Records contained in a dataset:
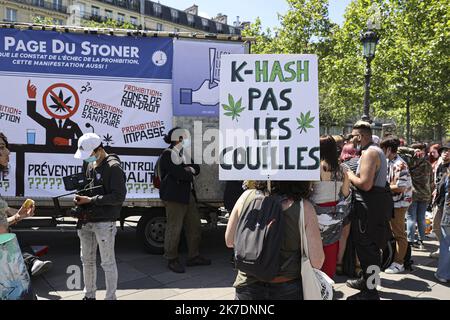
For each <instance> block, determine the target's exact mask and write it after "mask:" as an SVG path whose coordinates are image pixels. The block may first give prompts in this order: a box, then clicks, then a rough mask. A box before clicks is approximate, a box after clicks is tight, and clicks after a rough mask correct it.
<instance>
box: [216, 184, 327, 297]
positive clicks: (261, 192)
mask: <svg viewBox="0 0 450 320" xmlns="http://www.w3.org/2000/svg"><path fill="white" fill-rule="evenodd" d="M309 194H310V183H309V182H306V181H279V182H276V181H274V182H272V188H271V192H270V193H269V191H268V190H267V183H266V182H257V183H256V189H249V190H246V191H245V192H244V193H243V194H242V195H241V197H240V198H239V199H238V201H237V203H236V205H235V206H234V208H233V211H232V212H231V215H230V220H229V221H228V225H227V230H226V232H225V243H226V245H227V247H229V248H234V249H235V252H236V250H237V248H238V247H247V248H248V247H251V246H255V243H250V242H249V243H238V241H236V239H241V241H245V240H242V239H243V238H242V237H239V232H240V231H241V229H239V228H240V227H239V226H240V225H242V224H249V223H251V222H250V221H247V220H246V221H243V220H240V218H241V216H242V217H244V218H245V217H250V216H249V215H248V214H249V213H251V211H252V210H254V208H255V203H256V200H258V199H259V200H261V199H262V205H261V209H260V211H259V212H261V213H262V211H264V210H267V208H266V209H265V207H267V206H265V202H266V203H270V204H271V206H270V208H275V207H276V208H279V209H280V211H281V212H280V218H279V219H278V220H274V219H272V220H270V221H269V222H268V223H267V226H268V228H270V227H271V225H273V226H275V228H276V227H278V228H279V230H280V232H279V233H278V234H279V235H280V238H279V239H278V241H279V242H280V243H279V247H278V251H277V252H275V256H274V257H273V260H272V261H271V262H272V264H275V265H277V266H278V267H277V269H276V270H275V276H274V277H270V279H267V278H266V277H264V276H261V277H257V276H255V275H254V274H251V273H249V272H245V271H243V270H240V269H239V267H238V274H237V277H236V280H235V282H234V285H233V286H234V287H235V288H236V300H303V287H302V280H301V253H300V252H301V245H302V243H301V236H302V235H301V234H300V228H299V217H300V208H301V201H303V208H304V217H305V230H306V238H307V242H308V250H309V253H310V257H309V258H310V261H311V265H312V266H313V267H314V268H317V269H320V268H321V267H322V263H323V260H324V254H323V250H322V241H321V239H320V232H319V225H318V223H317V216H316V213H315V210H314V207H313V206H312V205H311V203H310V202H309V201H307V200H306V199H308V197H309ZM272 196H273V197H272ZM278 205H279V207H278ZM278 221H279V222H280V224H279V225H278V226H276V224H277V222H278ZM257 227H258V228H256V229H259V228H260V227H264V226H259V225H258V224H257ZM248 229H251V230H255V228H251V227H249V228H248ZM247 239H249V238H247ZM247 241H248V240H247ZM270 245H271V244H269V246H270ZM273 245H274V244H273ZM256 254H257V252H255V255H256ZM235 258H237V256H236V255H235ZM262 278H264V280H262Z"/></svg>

Problem statement >>
What you print must match the entries exactly, except that no pictures appear.

Reply >>
For each <instance> block, determine the target's exact mask and write it after "mask:" as an SVG path whose coordinates are image pixels. The block may first give prompts in this order: a box, then clicks, then a rough mask. A box before clicks is approximate, a box after clicks is tight, and clicks after a rough mask correct it.
<instance>
box: [216, 184, 327, 297]
positive clicks: (261, 192)
mask: <svg viewBox="0 0 450 320" xmlns="http://www.w3.org/2000/svg"><path fill="white" fill-rule="evenodd" d="M309 194H310V183H309V182H306V181H279V182H276V181H274V182H272V188H271V192H270V193H269V191H268V190H267V183H266V182H257V183H256V189H249V190H246V191H245V192H244V193H243V194H242V195H241V197H240V198H239V199H238V201H237V203H236V205H235V206H234V208H233V211H232V212H231V215H230V220H229V221H228V225H227V230H226V232H225V243H226V245H227V247H229V248H234V249H235V252H236V250H237V248H238V247H247V248H248V247H251V246H255V243H250V242H249V243H238V241H236V239H241V241H245V240H242V239H243V238H242V237H239V232H240V231H241V229H239V228H240V227H239V226H240V225H242V224H249V223H251V222H250V221H247V220H246V221H243V220H240V218H241V216H242V217H244V218H245V217H250V216H249V215H248V214H249V213H251V211H252V210H254V208H255V203H256V200H258V199H259V200H261V199H262V205H261V209H260V211H259V212H261V213H262V211H264V210H267V208H266V209H265V207H267V206H265V202H266V203H270V204H271V206H270V208H275V207H276V208H279V209H280V211H281V212H280V218H279V219H278V220H274V219H272V220H270V221H269V222H268V223H267V226H268V228H270V227H271V225H273V226H275V228H276V227H278V228H279V230H280V232H279V233H278V234H279V235H280V238H279V239H278V241H279V242H280V243H279V247H278V251H277V252H275V256H274V257H273V260H272V261H271V262H272V264H275V265H277V266H278V267H277V269H276V270H275V276H274V277H270V279H267V278H266V277H264V276H261V277H257V276H255V275H254V274H251V273H249V272H245V271H243V270H240V269H239V267H238V274H237V277H236V280H235V282H234V285H233V286H234V287H235V288H236V300H303V287H302V280H301V253H300V252H301V245H302V243H301V236H302V235H301V234H300V228H299V217H300V208H301V201H303V208H304V217H305V230H306V238H307V242H308V250H309V253H310V257H309V258H310V261H311V265H312V266H313V267H314V268H317V269H320V268H321V267H322V263H323V260H324V254H323V250H322V241H321V239H320V232H319V225H318V223H317V216H316V213H315V210H314V207H313V206H312V205H311V203H310V202H309V201H307V200H306V199H308V197H309ZM272 196H273V197H272ZM278 205H279V207H278ZM278 221H279V222H280V224H279V225H278V226H276V224H277V222H278ZM257 227H258V228H256V229H259V228H260V227H264V226H259V225H258V224H257ZM248 229H251V230H255V228H251V227H249V228H248ZM247 239H249V238H247ZM247 241H248V240H247ZM270 245H271V244H269V246H270ZM273 245H274V244H273ZM256 254H257V252H255V255H256ZM235 258H237V256H236V255H235ZM262 278H264V280H262Z"/></svg>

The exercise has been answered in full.